**Passage shown**
[BEGIN]
# A few more letters after Tito's name--agility today



## Dallas Gold (Dec 22, 2007)

I have no clue what all those letters stand for but just wanted to send Tito "master" and you hearty congratulations!!! It's Tito, but it's also you!! 

Go Team Tito!!!!:appl::appl::appl:


----------



## Titan1 (Jan 19, 2010)

Very nice job Tito.. way to show em.. Congrats to you both!


----------



## hotel4dogs (Sep 29, 2008)

Tito's handler in the breed ring told me that Tito wasn't going to be allowed any more titles, from now on his official AKC name is just

CH Tito OMG


----------



## AmberSunrise (Apr 1, 2009)

Yay  Congratulations


----------



## Elisabeth Kazup (Aug 23, 2008)

How fitting!! Congratulations! Tito had a great weekend!

Wow, I looked at his website: he does it all!
[END]
(Source data)
[BEGIN]
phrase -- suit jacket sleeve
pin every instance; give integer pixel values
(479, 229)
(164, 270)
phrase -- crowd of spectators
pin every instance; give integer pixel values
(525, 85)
[END]
**Jobs**
• a. In the thread above, what does Tito's handler in the breed ring say his official AKC name will be from now on?
• b. Write out the part of the thread above from "I have no clue" to "to you both!", word for word.
• c. List the usernames of all the people who posted in the thread above.

**Outputs for the tasks**
• a. CH Tito OMG

• b.
I have no clue what all those letters stand for but just wanted to send Tito "master" and you hearty congratulations!!! It's Tito, but it's also you!! 

Go Team Tito!!!!:appl::appl::appl:


----------



## Titan1 (Jan 19, 2010)

Very nice job Tito.. way to show em.. Congrats to you both!

• c. Dallas Gold, Titan1, hotel4dogs, AmberSunrise, Elisabeth Kazup